##### EXCERPTED DATA

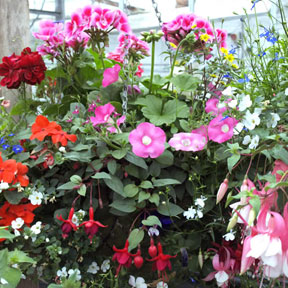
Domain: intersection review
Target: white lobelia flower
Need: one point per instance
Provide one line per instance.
(139, 282)
(36, 228)
(93, 268)
(162, 284)
(230, 236)
(62, 273)
(190, 213)
(105, 265)
(273, 122)
(245, 103)
(75, 271)
(251, 120)
(254, 142)
(3, 186)
(36, 198)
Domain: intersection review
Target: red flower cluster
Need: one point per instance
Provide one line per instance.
(13, 172)
(42, 128)
(28, 67)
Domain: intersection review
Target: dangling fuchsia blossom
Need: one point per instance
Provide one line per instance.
(147, 140)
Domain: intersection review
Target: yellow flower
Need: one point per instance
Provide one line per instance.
(229, 57)
(172, 45)
(204, 37)
(224, 50)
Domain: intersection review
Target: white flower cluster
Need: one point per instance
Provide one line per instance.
(196, 212)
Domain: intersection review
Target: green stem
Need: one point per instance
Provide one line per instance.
(152, 65)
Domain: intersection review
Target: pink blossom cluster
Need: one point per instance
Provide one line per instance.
(183, 24)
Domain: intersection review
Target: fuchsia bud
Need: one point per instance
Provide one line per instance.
(222, 190)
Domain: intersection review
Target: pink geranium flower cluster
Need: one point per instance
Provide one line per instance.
(184, 24)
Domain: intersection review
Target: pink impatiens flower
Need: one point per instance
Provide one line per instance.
(187, 142)
(221, 129)
(147, 140)
(111, 75)
(102, 114)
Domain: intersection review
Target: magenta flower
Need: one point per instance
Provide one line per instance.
(147, 140)
(102, 114)
(221, 129)
(111, 75)
(187, 142)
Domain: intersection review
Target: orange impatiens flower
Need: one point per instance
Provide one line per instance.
(42, 128)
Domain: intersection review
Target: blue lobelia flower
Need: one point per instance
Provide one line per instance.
(17, 149)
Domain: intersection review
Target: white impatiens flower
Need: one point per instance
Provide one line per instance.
(273, 122)
(105, 265)
(36, 198)
(162, 284)
(190, 213)
(245, 103)
(3, 186)
(93, 268)
(75, 271)
(138, 283)
(62, 273)
(254, 142)
(251, 120)
(230, 236)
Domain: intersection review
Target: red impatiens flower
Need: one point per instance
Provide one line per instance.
(162, 261)
(91, 227)
(123, 257)
(67, 225)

##########

GIVEN TASK -
Omit every picture, and otherwise quote the entries exactly.

FINAL RESULT -
Domain: intersection review
Target: white lobelia flower
Need: one point per instance
Provide one line per instance.
(139, 282)
(36, 228)
(93, 268)
(162, 284)
(230, 236)
(62, 273)
(190, 213)
(105, 265)
(273, 122)
(245, 103)
(75, 271)
(251, 120)
(254, 142)
(3, 186)
(36, 198)
Domain: intersection review
Target: red flower cluster
Need: one point per instance
Provide one line per instance.
(13, 172)
(42, 128)
(28, 67)
Domain: intersection review
Target: dangling fuchsia blossom
Need: one point per instance
Provide one line per instance.
(147, 140)
Domain: intersection review
Target: yellow flower
Need: one point per instance
Provide one line per instance.
(229, 57)
(172, 45)
(204, 37)
(224, 50)
Domain: intersection review
Target: white flower cluster
Need: one point per instance
Provide one line per instance.
(196, 212)
Domain: intersection review
Target: green stem
Need: one point per instance
Provide one line per instance.
(152, 65)
Domain: intersection review
Target: pink blossom cluster
Need: one point per instance
Provide one line per instance.
(183, 24)
Domain: intersection review
Target: fuchsia bud
Need: one point per instance
Provide one line per instance.
(222, 190)
Domain: intersection review
Target: pink geranium flower cluster
Need: one point per instance
Provide one line per instance.
(184, 24)
Domain: intersection review
Target: pink impatiens flower
Need: one point per instance
Provide one line per instance.
(187, 142)
(221, 129)
(147, 140)
(111, 75)
(102, 114)
Domain: intersection review
Target: magenta flower
Need: one point per instance
Provide one line per instance.
(147, 140)
(102, 114)
(221, 129)
(111, 75)
(187, 142)
Domain: intersection review
Target: orange impatiens flower
Need: one point per instance
Provide one line per instance.
(42, 128)
Domain: intersection review
Target: blue lobelia flower
Need: one point per instance
Provide one line per instance.
(17, 149)
Domain: intersection review
Target: white impatiens flower
Need: one point per instance
Provide one line per instance.
(273, 122)
(105, 265)
(36, 198)
(162, 284)
(190, 213)
(245, 103)
(3, 186)
(93, 268)
(75, 271)
(138, 283)
(62, 273)
(254, 142)
(251, 120)
(230, 236)
Domain: intersection review
Target: red impatiens flower
Need: one point per instance
Provide one line per instance.
(162, 261)
(91, 227)
(123, 257)
(67, 225)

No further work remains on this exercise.